- _OBJECTIVE_
Reproduce verbatim the lines of the records below, beginning at the line that contains "The component shall return one point per instance of the distant" and continuing through the final line of the records, both ends included.

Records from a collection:
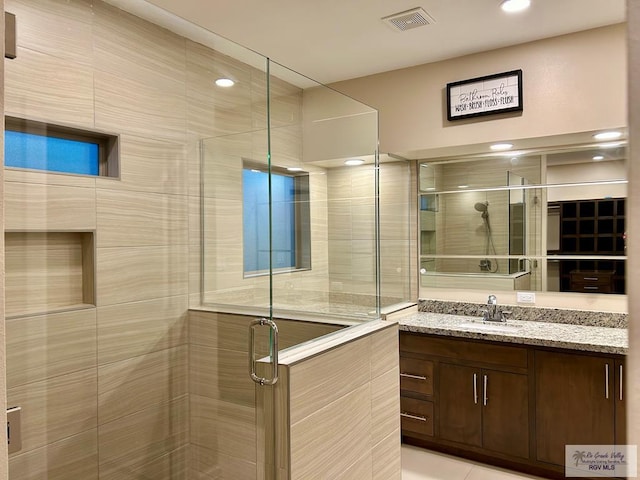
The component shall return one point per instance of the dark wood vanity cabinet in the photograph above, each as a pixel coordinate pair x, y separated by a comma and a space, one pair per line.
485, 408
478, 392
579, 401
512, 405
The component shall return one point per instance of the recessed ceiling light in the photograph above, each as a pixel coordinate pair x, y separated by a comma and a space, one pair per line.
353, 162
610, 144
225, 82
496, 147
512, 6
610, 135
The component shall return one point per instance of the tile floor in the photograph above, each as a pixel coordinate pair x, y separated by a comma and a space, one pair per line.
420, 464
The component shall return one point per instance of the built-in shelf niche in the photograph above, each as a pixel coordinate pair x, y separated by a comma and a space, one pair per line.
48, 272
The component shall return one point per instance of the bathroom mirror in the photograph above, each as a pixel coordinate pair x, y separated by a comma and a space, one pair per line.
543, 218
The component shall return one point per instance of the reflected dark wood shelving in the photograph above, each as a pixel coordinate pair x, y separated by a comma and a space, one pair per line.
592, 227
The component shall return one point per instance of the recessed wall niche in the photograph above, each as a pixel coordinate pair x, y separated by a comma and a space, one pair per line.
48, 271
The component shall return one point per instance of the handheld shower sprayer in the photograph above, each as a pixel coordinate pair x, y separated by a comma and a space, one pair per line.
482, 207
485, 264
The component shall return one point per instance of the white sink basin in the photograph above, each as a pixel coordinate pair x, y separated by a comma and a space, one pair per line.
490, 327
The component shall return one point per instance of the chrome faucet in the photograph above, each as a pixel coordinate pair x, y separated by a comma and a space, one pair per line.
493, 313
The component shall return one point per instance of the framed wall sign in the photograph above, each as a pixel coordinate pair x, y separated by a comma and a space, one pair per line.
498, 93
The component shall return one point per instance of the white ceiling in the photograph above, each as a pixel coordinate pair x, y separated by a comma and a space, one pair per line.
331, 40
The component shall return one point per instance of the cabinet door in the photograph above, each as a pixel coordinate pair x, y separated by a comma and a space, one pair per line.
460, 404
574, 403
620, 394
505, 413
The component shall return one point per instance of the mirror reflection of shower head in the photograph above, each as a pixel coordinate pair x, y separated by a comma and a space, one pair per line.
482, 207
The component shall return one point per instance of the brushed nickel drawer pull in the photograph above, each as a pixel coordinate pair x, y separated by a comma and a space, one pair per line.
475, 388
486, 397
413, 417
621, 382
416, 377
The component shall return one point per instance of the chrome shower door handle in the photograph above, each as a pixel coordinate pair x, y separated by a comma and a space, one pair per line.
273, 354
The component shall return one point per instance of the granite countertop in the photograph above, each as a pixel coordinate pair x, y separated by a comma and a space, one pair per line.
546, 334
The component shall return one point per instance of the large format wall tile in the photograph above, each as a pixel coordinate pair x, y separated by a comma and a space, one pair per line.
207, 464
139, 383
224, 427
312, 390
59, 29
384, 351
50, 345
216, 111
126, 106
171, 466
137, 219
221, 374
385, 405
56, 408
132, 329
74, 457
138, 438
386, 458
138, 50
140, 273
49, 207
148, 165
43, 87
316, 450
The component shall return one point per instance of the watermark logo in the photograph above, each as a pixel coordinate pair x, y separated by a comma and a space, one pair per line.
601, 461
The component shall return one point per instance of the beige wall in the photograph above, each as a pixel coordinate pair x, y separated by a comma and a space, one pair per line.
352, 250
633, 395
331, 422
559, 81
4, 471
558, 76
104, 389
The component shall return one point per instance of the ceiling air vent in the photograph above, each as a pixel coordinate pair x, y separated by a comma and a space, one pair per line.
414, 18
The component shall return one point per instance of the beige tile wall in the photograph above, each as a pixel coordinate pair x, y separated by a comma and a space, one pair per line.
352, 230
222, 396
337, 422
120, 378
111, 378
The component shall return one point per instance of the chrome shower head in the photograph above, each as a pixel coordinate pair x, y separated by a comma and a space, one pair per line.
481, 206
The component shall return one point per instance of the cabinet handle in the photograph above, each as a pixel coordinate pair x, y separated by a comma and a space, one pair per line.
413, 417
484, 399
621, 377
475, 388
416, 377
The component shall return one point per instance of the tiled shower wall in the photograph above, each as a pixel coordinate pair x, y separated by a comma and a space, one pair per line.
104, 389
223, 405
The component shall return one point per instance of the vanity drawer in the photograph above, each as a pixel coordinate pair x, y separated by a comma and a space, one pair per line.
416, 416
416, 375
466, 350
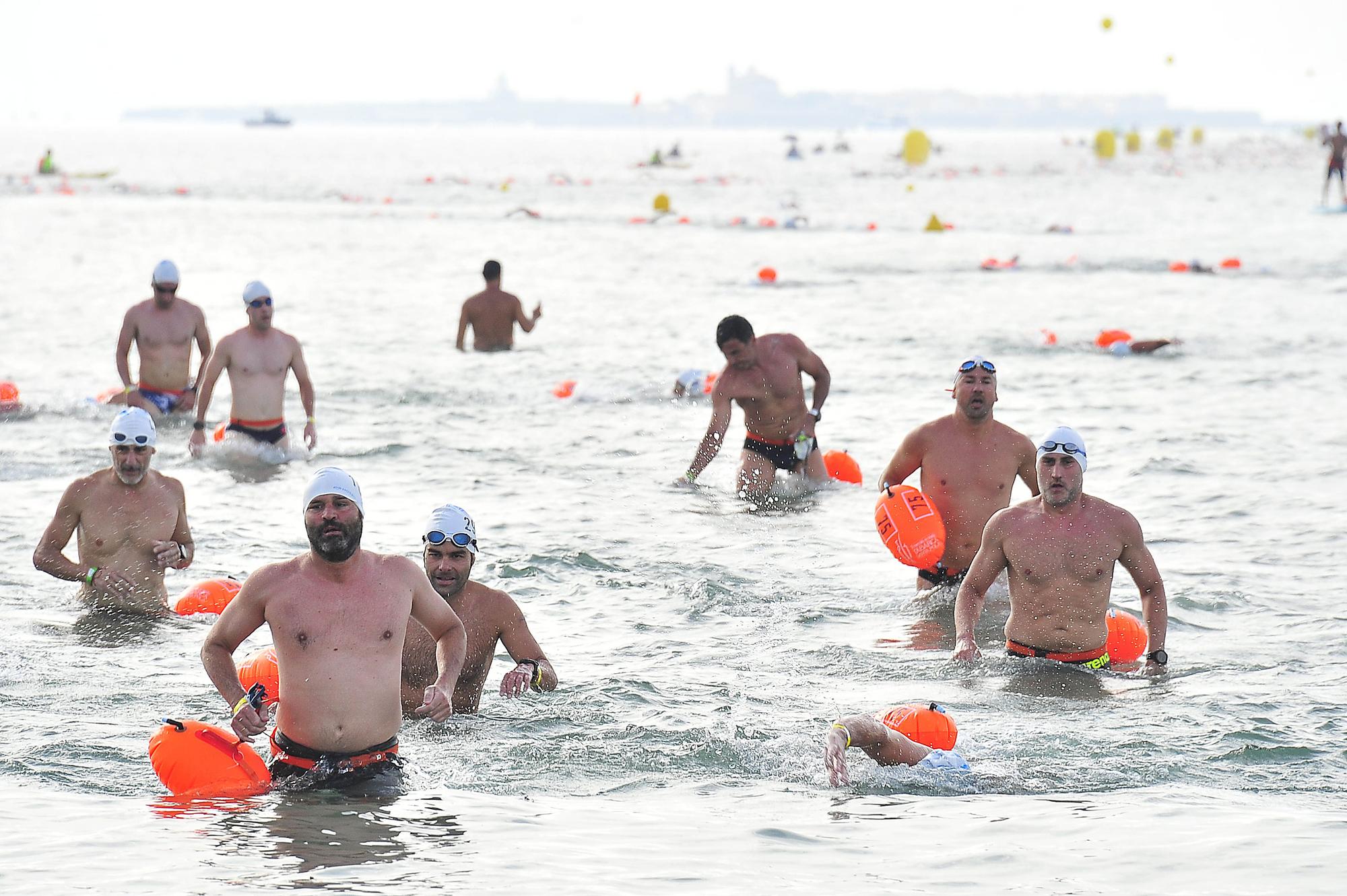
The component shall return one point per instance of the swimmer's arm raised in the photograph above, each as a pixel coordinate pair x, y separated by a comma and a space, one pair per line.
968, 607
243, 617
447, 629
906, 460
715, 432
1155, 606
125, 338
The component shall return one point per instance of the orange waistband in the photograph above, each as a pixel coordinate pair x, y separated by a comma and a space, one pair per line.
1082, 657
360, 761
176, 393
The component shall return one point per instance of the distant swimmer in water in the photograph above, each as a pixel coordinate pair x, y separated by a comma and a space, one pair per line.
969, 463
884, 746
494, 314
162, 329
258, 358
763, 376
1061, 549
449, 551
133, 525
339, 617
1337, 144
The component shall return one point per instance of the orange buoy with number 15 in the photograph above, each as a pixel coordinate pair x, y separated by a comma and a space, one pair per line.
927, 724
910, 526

- _EXPECTED ANSWER_
The component shall return one point per instance of the distant swimmer in water in the photograph above, each as a pixel coordinate pair x, y separated by a comma and a space, one pair per line.
969, 463
884, 746
494, 314
162, 329
258, 358
763, 376
1061, 549
449, 551
133, 525
339, 617
1337, 144
The component shall return one point per instance of the orange buoy with number 15 in the photograph above, each as a pixel coordinate pair x, y separated by a comma and a space, one pair per line.
927, 724
910, 526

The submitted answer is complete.